> _Listing_
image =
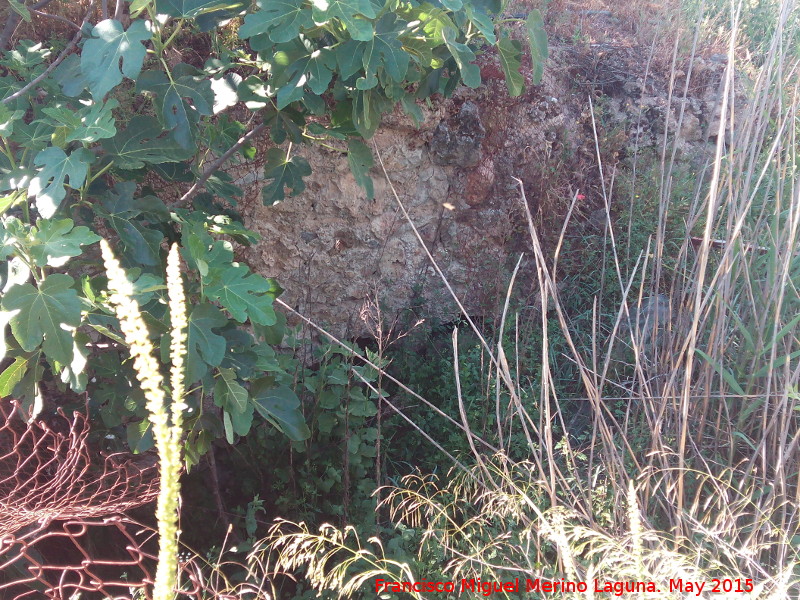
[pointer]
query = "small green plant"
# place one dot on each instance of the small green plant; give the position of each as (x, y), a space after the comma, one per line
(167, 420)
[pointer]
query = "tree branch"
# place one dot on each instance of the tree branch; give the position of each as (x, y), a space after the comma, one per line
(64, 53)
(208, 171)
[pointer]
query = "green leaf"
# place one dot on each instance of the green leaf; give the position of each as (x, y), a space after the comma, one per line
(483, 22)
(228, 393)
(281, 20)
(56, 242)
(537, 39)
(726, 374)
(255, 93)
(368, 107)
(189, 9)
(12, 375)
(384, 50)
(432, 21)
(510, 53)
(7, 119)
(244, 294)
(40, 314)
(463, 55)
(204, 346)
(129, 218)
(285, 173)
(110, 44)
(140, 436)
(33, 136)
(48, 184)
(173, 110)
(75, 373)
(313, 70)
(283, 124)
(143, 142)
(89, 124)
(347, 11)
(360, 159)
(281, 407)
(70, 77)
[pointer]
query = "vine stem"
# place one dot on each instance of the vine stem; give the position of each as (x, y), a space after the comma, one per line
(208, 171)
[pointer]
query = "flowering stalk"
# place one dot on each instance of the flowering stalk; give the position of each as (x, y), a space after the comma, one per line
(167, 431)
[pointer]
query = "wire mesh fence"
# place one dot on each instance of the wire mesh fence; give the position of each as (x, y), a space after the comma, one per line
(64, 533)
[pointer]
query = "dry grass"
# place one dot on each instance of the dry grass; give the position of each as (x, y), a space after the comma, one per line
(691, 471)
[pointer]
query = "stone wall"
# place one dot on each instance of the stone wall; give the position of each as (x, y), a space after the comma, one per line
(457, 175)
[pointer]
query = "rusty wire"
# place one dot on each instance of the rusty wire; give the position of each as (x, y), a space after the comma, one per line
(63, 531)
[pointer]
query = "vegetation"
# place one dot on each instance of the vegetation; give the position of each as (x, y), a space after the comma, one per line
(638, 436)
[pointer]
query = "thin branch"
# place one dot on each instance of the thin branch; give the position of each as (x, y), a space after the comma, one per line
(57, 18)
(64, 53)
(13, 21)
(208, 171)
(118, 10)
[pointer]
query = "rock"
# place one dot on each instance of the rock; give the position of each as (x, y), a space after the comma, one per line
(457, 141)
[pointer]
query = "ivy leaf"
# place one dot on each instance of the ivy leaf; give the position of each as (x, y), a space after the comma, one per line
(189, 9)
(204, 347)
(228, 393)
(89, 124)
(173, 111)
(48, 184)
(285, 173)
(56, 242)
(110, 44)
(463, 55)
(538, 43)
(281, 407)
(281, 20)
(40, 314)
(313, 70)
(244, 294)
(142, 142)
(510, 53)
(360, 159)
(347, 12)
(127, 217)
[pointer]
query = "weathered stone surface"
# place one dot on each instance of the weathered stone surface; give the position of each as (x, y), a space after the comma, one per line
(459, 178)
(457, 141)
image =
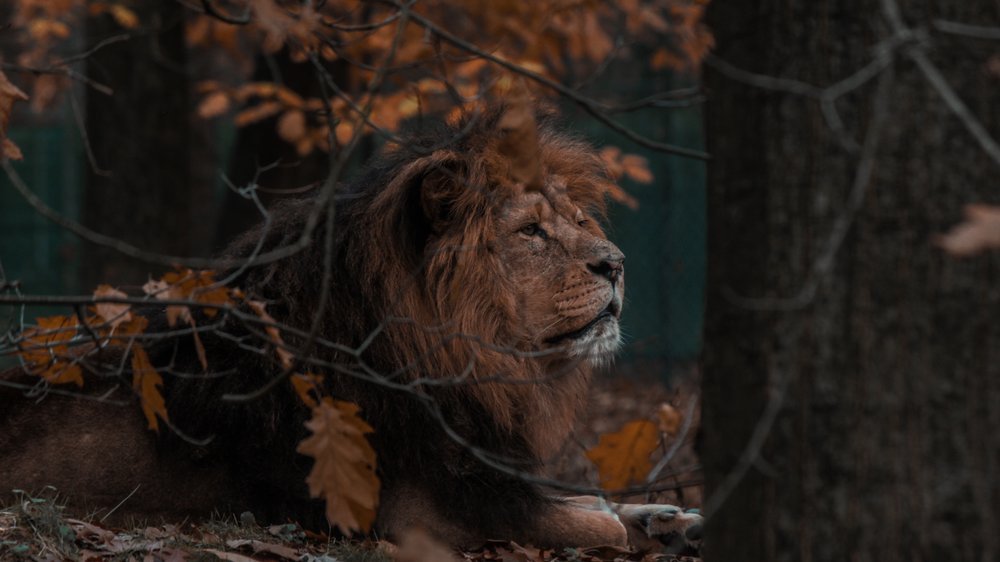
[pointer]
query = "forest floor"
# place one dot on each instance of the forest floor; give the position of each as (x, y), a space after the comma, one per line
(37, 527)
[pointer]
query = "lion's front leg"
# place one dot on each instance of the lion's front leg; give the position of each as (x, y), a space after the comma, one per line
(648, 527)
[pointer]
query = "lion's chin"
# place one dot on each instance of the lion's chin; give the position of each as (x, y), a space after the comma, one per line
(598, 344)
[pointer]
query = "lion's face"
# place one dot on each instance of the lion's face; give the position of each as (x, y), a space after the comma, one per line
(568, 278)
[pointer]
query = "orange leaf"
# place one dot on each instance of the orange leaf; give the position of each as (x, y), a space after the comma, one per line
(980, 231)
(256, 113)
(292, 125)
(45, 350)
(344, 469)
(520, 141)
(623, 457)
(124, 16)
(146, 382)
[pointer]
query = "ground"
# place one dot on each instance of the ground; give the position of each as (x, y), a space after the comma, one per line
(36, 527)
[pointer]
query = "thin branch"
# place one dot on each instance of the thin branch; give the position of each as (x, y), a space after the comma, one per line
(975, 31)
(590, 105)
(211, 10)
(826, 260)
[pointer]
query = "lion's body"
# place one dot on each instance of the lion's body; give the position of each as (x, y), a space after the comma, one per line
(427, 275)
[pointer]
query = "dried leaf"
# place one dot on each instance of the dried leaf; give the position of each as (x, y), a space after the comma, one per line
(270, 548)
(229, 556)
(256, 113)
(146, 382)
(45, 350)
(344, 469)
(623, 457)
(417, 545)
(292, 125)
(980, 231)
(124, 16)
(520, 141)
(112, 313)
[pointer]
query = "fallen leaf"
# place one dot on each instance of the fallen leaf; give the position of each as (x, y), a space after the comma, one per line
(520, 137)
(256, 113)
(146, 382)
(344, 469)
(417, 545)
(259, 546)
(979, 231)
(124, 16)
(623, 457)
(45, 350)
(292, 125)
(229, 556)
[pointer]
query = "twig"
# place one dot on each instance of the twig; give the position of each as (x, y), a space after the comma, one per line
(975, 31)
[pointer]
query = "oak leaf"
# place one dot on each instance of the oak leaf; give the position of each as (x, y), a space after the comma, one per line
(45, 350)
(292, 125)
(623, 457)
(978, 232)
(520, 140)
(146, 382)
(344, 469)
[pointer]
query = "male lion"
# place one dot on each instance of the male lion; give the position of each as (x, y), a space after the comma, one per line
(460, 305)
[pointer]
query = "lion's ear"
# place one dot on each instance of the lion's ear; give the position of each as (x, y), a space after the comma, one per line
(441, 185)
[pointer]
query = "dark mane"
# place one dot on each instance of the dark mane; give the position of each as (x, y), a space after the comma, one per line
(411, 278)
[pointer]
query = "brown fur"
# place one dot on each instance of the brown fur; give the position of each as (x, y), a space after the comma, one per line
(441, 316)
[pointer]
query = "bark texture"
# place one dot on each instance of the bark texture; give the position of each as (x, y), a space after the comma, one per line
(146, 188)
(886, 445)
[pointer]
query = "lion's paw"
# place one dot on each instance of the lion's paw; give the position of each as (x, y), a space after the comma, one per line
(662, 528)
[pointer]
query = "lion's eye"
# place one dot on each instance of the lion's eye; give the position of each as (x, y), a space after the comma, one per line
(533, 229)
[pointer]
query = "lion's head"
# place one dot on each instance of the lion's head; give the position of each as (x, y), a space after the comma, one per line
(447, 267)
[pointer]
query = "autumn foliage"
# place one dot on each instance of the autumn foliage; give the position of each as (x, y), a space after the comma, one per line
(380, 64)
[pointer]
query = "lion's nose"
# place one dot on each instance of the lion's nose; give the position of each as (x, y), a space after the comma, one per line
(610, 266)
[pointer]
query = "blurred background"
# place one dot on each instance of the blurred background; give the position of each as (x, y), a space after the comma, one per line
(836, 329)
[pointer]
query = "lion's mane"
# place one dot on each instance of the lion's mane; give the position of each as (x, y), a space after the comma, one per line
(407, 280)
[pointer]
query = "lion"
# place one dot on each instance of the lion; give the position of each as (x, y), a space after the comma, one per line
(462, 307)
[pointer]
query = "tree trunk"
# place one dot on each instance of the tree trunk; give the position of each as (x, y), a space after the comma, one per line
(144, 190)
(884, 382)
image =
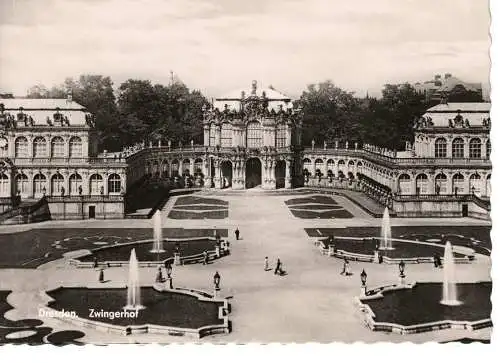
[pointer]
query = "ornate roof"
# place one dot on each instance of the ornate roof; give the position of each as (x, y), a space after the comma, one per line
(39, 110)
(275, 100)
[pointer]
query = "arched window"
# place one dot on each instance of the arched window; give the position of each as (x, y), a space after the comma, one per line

> _What is required_
Make an exact reproduction of the listing above, without any pictures.

> _Solution to the problem_
image =
[pointer]
query = "small green plant"
# place one dot on each instance of the small green plant; give the position of each as (x, y), a space after the comma, one per line
(167, 420)
[pointer]
query = "tree branch"
# place one dot on each instance of the tree branch; give the position of each as (x, y), a space after the comma, one per line
(64, 53)
(208, 171)
[pointer]
query = "green leaf"
# place one dot on each instance of the green leaf; give the position of each as (x, y), a space after the comma, one per line
(483, 22)
(228, 393)
(281, 20)
(56, 242)
(537, 39)
(726, 374)
(255, 93)
(368, 107)
(189, 9)
(12, 375)
(384, 50)
(432, 21)
(510, 53)
(7, 119)
(244, 294)
(40, 314)
(463, 55)
(204, 346)
(129, 218)
(285, 173)
(110, 44)
(140, 436)
(33, 136)
(48, 184)
(173, 110)
(75, 373)
(313, 70)
(283, 124)
(143, 142)
(89, 124)
(347, 11)
(360, 159)
(281, 407)
(70, 77)
[pointer]
query = "vine stem"
# place one dot on each instance of the vine stem; give the position of each as (x, y), a space after the comma, one per line
(208, 171)
[pointer]
query = "flowering stalk"
# place one dot on each instance of the flowering stalk; give the position of each as (x, y), a space after the comma, one per line
(167, 431)
[pointer]
query = "wire mesh fence"
# place one dot on each instance of the wire mesh fence; give the position of each as (x, y), a space after the comma, one per line
(64, 533)
[pointer]
query = "dry grass"
# place one dot on each instance of the dry grass; give the position of each as (x, y), a space after the comma, one per line
(691, 471)
[pointer]
query = "stone wall"
# place one dot on each instance of the stone wall; give the position of each as (x, y), a space after the comma, one per line
(457, 175)
[pointer]
query = "rusty wire"
# place one dot on each instance of the rusty wire; give the position of each as (x, y), a space after the comma, one per line
(63, 531)
[pointer]
query = "vegetation"
# place one dot on each instance of the vegetation; give the position of each as (x, y), a space after the comma, one per line
(638, 436)
[pointer]
query = "thin branch"
# place one dot on each instance of the thin branch; give the position of each as (x, y), a space after the comma, one per line
(57, 18)
(64, 53)
(13, 21)
(208, 171)
(118, 10)
[pointer]
query = "rock"
# place one dot on each instance of the rock; give the position of each as (x, y), a space after the comma, one per line
(457, 141)
[pointer]
query = "ivy leaf"
# place one dot on each instance of the ivy leaf; give the position of each as (x, y), a space after the comma, one per line
(189, 9)
(204, 347)
(228, 393)
(89, 124)
(173, 111)
(48, 184)
(285, 173)
(56, 242)
(110, 44)
(463, 55)
(538, 43)
(281, 407)
(281, 20)
(40, 314)
(313, 70)
(244, 294)
(142, 142)
(510, 53)
(360, 159)
(347, 12)
(127, 217)
[pointer]
query = "weathered stone surface"
# place one dot on each instance of the weathered stone surface; give the position of each as (x, y), a space after the comma, one per line
(459, 178)
(457, 141)
image =
[pointer]
query = "forest floor"
# place one dot on each instance of the forest floor; give the position of each as (x, y), a space after the comma, one per line
(37, 527)
[pointer]
query = "lion's front leg"
# place one dot on each instance of the lion's front leg; give the position of each as (x, y), a space after the comma, one per line
(648, 527)
[pointer]
query = "lion's chin"
# place one dot on each instance of the lion's chin; give the position of each as (x, y), a space after the comma, one per line
(598, 344)
[pointer]
query = "lion's face"
# place one dot on each instance of the lion's face; give the position of each as (x, y), a space after the comma, one per line
(568, 278)
[pointer]
query = "orange leaf"
# place one dot on each instance of the orange leaf; give the position of each as (x, y), a space after the comma, one per line
(980, 231)
(256, 113)
(292, 125)
(45, 350)
(344, 469)
(520, 141)
(623, 457)
(124, 16)
(146, 382)
[pointer]
query = "ground"
# place one dot on each instance of the ground; give the position of each as (x, y), a space after the comma, one per line
(36, 527)
[pointer]
query = "thin branch"
# place one dot on each instance of the thin branch; give the position of each as (x, y), a space after the comma, one per line
(975, 31)
(590, 105)
(211, 10)
(826, 260)
[pointer]
query = "lion's body"
# place one dot on each instance of the lion's body; give the position of each as (x, y), a space after the comma, one per line
(427, 275)
[pointer]
query = "dried leaf"
# place one dot on each instance of the dried leaf; give the position of each as (x, y), a space after the comma, one per line
(270, 548)
(229, 556)
(256, 113)
(146, 382)
(45, 350)
(344, 469)
(623, 457)
(417, 545)
(292, 125)
(980, 231)
(124, 16)
(520, 141)
(112, 313)
[pointer]
query = "fallen leaf"
# place one dot on each instance of the fallen leaf; give the position of each as (x, y), a space after the comma, one per line
(520, 137)
(256, 113)
(146, 382)
(344, 469)
(417, 545)
(259, 546)
(979, 231)
(124, 16)
(623, 457)
(45, 350)
(292, 125)
(229, 556)
[pointer]
query = "twig"
# place one dot on each instance of the twig; give the position of each as (x, y), a space after the comma, one per line
(975, 31)
[pointer]
query = "oak leaf"
# place one dot on each instance of the oak leaf; give the position of each as (x, y), a space after the comma, one per line
(45, 350)
(292, 125)
(623, 457)
(978, 232)
(520, 140)
(146, 382)
(344, 469)
[pointer]
query = "male lion"
# place one dot on each instance of the male lion; give the position of each as (x, y), a space after the comma, one per line
(460, 305)
[pointer]
query = "lion's ear"
# place one dot on each instance of the lion's ear; give the position of each as (x, y), a space after the comma, one per line
(441, 185)
[pointer]
query = "dark mane"
# place one dot on each instance of the dark mane; give the position of each as (x, y), a space after the comma, one per line
(411, 278)
[pointer]
query = "brown fur"
# place one dot on each instance of the brown fur; give the position of each as (x, y), a space after the comma, one per line
(441, 316)
[pointer]
query = "bark texture"
# place one dot on each instance of the bark texture; give the position of each as (x, y), a space after the comma, one per line
(146, 188)
(886, 445)
[pointer]
query = "lion's paw"
# place one dot on each instance of the lion's paw; give the position of each as (x, y), a space after the comma, one per line
(662, 528)
[pointer]
query = "lion's eye"
# place one dot on each instance of the lion's eye; give the position of each as (x, y), a space after the comma, one per line
(533, 229)
[pointer]
query = "lion's head"
# place one dot on each instance of the lion's head; give the position of each as (x, y), a space after the comma, one per line
(447, 267)
[pointer]
query = "autumn foliage"
# place one dot on each instance of the autumn foliage; give the position of each as (x, y), a space after the comma, one per line
(380, 64)
[pointer]
query = "lion's nose"
# place one dot on each instance of the lion's nose; give the position of each as (x, y), a space after the comma, one per line
(610, 266)
[pointer]
query = "blurred background"
# place one dot on each instance of the blurred background; give the position of each as (x, y), a space after the comma, one per line
(836, 329)
[pointer]
query = "lion's mane"
# place one dot on each instance of the lion's mane; give the position of each as (x, y), a space after the comma, one per line
(407, 280)
[pointer]
query = "lion"
# place one dot on each instance of the lion; give the position of each as (x, y), a space after the comma, one per line
(462, 307)
[pointer]
query = "tree trunk"
# place one dot on each instance of the tree trunk; give the position of each as (x, y), a space after the comma, one per line
(144, 190)
(884, 382)
image =
[pointer]
query = "ornate roof"
# place one dot on each instance of the ornate roof; give the position of each as (x, y), a space after the comma, one per line
(39, 110)
(275, 100)
[pointer]
query = "arched window"
# place one dot on each instance of the arched window; give the position of each as (x, y), a space after the comma, one per line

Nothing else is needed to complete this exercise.